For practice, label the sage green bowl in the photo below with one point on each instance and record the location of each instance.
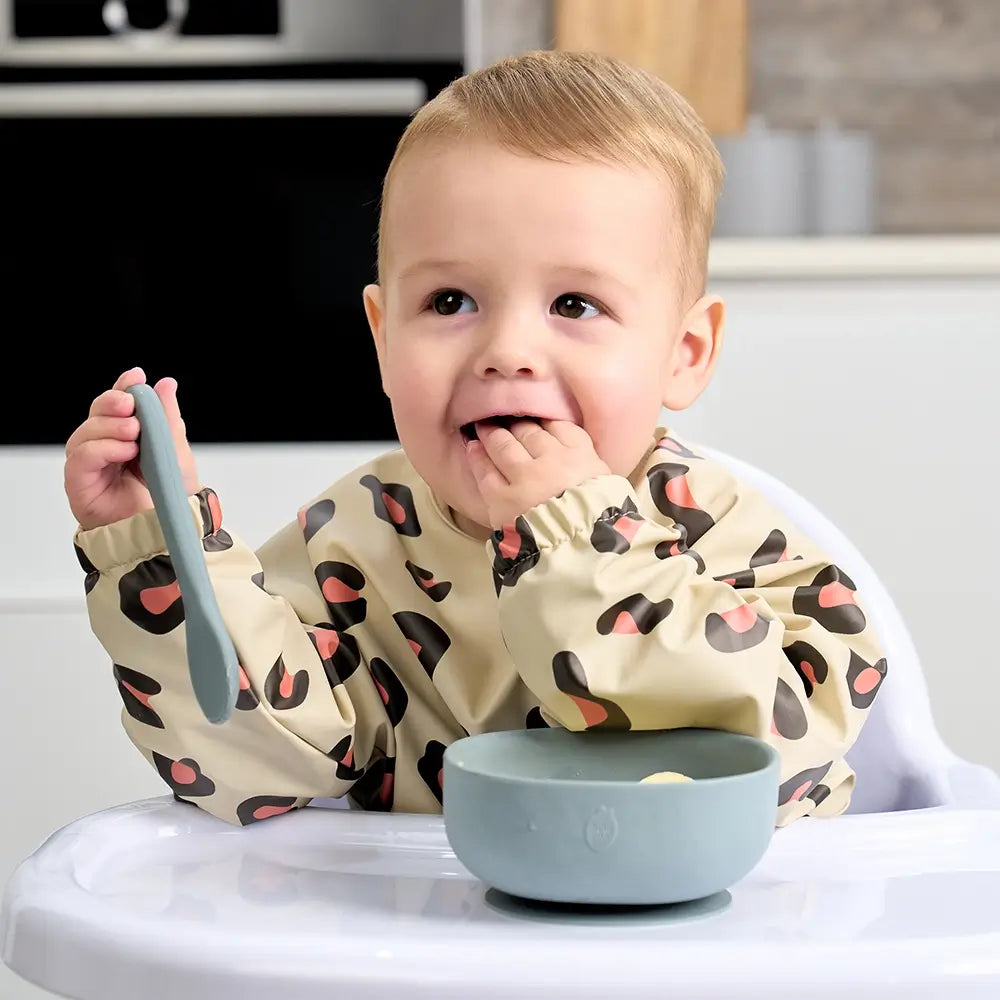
(561, 817)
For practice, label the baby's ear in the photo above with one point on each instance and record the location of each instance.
(375, 311)
(694, 353)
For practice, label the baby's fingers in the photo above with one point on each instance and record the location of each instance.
(101, 428)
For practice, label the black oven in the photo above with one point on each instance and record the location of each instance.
(192, 186)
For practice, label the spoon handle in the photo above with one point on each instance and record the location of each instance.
(212, 661)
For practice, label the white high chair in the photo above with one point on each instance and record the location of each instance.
(159, 901)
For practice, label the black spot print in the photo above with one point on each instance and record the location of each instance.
(598, 713)
(183, 776)
(390, 690)
(616, 527)
(514, 553)
(535, 720)
(93, 575)
(800, 785)
(347, 766)
(338, 651)
(373, 791)
(864, 680)
(679, 547)
(214, 538)
(634, 615)
(809, 664)
(393, 503)
(830, 599)
(789, 716)
(669, 490)
(341, 585)
(315, 516)
(136, 690)
(424, 579)
(283, 689)
(263, 807)
(150, 597)
(426, 638)
(430, 767)
(735, 630)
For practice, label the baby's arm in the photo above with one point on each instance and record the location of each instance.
(720, 614)
(308, 718)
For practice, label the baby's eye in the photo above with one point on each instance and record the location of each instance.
(572, 306)
(451, 301)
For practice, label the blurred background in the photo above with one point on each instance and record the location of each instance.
(192, 186)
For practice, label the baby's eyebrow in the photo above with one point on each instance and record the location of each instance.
(431, 264)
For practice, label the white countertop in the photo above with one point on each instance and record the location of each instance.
(855, 257)
(156, 899)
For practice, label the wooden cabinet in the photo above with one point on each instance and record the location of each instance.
(697, 46)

TO DO:
Output the data exactly. Leave every picture out.

OUTPUT FOR THIS TASK:
For practice, label the sage green bowl in the photo below with one point on each instance and record the location of each instance.
(561, 817)
For practice, label the baby's ear in the photo above with one point on each instance and record the location of each instance.
(375, 311)
(694, 353)
For practice, label the baby's fingers in the photo above with one point on each instance and record the location of each instance.
(101, 428)
For practice, label the black oven in the photo above with one point on each instance and record the location of each instance.
(192, 186)
For practice, label the spoon handle in the photo above with one point on each instance and record the location of each instance.
(212, 661)
For practice, label the white high chair in the photo above with one point on each instance and record the location of each instance.
(159, 901)
For practice, label the black spot print in the photo above with one point on each instance and record the location of each instance.
(598, 713)
(183, 776)
(390, 690)
(616, 527)
(514, 553)
(535, 720)
(93, 575)
(800, 785)
(347, 766)
(338, 651)
(373, 791)
(864, 680)
(679, 547)
(214, 538)
(634, 615)
(809, 664)
(393, 503)
(830, 599)
(789, 716)
(669, 490)
(341, 585)
(315, 516)
(136, 690)
(424, 579)
(283, 689)
(263, 807)
(150, 597)
(426, 638)
(430, 767)
(735, 630)
For practice, label the baby's arm in the photo above with one point on each instance and record the location of each instance.
(720, 614)
(308, 718)
For practice, label the baby's eye in the photo above with one point on each instance and record the location of each instance.
(572, 306)
(451, 301)
For practice, label the blurred background in the photo above with one point on each instance and record the location of each instance.
(192, 186)
For practice, label the baby's eyebrow in the photo above with one point on each instance and record the location of each instance.
(431, 264)
For practice, label the white countertop in the photo above with one point on each instance and record the location of each instance.
(855, 257)
(156, 899)
For practice, label the wooden cabinet in the photo above with one point on each instance and record the location of each instance.
(697, 46)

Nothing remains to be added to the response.